▶ Task goal
Omit every picture while you reproduce the entries that follow word for word.

(Records drawn from a dataset)
= = =

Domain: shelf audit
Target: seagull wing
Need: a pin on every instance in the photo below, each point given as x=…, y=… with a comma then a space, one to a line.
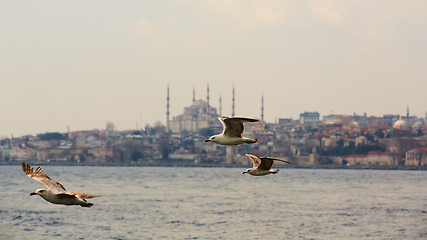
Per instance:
x=40, y=176
x=233, y=127
x=255, y=159
x=268, y=162
x=82, y=195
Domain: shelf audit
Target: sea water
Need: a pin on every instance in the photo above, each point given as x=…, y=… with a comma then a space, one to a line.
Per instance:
x=217, y=203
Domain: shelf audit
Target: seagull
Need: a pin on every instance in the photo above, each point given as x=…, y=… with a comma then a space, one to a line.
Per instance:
x=232, y=132
x=56, y=192
x=262, y=165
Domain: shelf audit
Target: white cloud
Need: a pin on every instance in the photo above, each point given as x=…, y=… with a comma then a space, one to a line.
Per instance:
x=156, y=35
x=329, y=11
x=363, y=51
x=193, y=40
x=246, y=13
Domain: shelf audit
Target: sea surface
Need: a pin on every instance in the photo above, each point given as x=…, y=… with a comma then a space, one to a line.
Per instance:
x=217, y=203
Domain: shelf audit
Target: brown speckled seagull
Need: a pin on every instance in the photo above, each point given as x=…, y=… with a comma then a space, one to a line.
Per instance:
x=232, y=132
x=56, y=193
x=262, y=165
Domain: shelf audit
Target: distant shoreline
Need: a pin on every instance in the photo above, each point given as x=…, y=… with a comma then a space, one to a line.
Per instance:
x=206, y=165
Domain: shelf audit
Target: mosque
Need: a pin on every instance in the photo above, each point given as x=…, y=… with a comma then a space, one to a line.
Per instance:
x=200, y=114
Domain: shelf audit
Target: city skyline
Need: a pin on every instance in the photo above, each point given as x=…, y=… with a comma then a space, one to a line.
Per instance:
x=82, y=65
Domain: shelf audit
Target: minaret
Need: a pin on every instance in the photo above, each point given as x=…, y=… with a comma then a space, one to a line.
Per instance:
x=167, y=111
x=220, y=107
x=207, y=107
x=232, y=106
x=207, y=98
x=262, y=108
x=407, y=112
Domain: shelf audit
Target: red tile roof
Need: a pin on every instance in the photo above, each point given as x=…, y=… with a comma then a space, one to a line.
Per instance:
x=422, y=148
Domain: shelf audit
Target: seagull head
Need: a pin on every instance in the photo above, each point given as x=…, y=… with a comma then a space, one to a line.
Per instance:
x=38, y=192
x=213, y=139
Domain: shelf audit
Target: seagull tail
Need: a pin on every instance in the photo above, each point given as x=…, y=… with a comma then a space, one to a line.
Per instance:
x=253, y=141
x=86, y=204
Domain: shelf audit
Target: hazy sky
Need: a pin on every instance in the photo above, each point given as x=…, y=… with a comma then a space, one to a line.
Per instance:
x=83, y=63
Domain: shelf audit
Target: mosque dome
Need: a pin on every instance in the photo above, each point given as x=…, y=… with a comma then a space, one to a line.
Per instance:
x=199, y=104
x=400, y=124
x=418, y=125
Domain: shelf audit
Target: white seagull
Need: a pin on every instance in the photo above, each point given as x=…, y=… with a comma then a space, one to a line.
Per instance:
x=56, y=192
x=262, y=165
x=232, y=132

= = =

▶ Completed exercise
Domain: shelf audit
Target: seagull wing
Need: a pin on every instance in the photo below, each point given as x=…, y=… with a comma then a space, one to a line.
Per instance:
x=40, y=176
x=233, y=127
x=255, y=159
x=268, y=162
x=82, y=195
Domain: shelf audit
Target: sea water
Need: a pin on every instance in the photo above, each point given as x=…, y=… with a comma then a space, one to a line.
Per instance:
x=217, y=203
Domain: shelf audit
Target: seagull
Need: a pin on every instance in the photo above, each point given as x=…, y=… with a comma then a space, one to a line.
Per instance:
x=232, y=132
x=56, y=192
x=262, y=165
Domain: shelf audit
Target: white cloud
Need: a pin on every instance in the photo above, each point given as x=…, y=… with a comma then a space, one to a line.
Per instance:
x=156, y=35
x=329, y=11
x=363, y=51
x=193, y=40
x=246, y=13
Domain: shelf audit
Target: sea surface
Need: a pin on every instance in the photo above, each point given as x=…, y=… with a comma then a space, one to a line.
Per instance:
x=217, y=203
Domain: shelf audit
Target: brown speckled seagull
Need: a pin on every instance in the photo above, each point given as x=…, y=… with a comma then a space, one to a line.
Per instance:
x=232, y=132
x=56, y=193
x=262, y=165
Domain: shelf audit
Target: distant shoreline
Need: a pin on every instance in the photo above, each point given as x=…, y=… with a comma then a space, one to a line.
Per instance:
x=206, y=165
Domain: shelf audit
Target: mosque
Need: a pin on every instance in the photo above, each point given as x=…, y=… with a comma then a space, one to a line.
Per instance:
x=200, y=114
Domain: shelf audit
Target: city skyline
Need: a pin on every instance in the photo above, each point given as x=…, y=… with a comma then a space, one to a line.
Per instance:
x=82, y=65
Domain: shelf audit
Target: minaret
Need: a pin on every instance in the photo above, each point given as x=…, y=… with a comma then a space, one to a line.
Per instance:
x=167, y=111
x=220, y=107
x=207, y=107
x=232, y=106
x=207, y=98
x=262, y=108
x=407, y=112
Domain: shelf audit
Target: red tile roof
Need: a pin on every instance in the photo above, each point given as x=…, y=… with a comma then a space, one to a line.
Per instance:
x=422, y=148
Domain: shelf audit
Target: seagull head
Need: a pin on every instance in the photo above, each point given as x=…, y=… with a comma then a space, one to a line.
Per instance:
x=38, y=192
x=213, y=139
Domain: shelf audit
Target: seagull tail
Need: a pin on every instance in the photo above, each point given as x=…, y=… with a comma then a space, one to a line.
Per instance:
x=253, y=141
x=86, y=204
Domain: shelf audit
Target: hazy sky
Need: a pin on every instance in the photo above, each point given as x=…, y=… with a comma then a space, one to a line.
Per instance:
x=83, y=63
Domain: shelf audit
Target: mosque dome
Need: a pin on every instance in the photo above, each point given as x=…, y=… with a comma then a space, one to a line.
Per instance:
x=199, y=104
x=400, y=124
x=418, y=125
Domain: shelf audit
Target: white seagull
Need: a pin on every instance in the photo above, each point given as x=…, y=… with a comma then a space, one to a line.
Per instance:
x=56, y=192
x=262, y=165
x=232, y=132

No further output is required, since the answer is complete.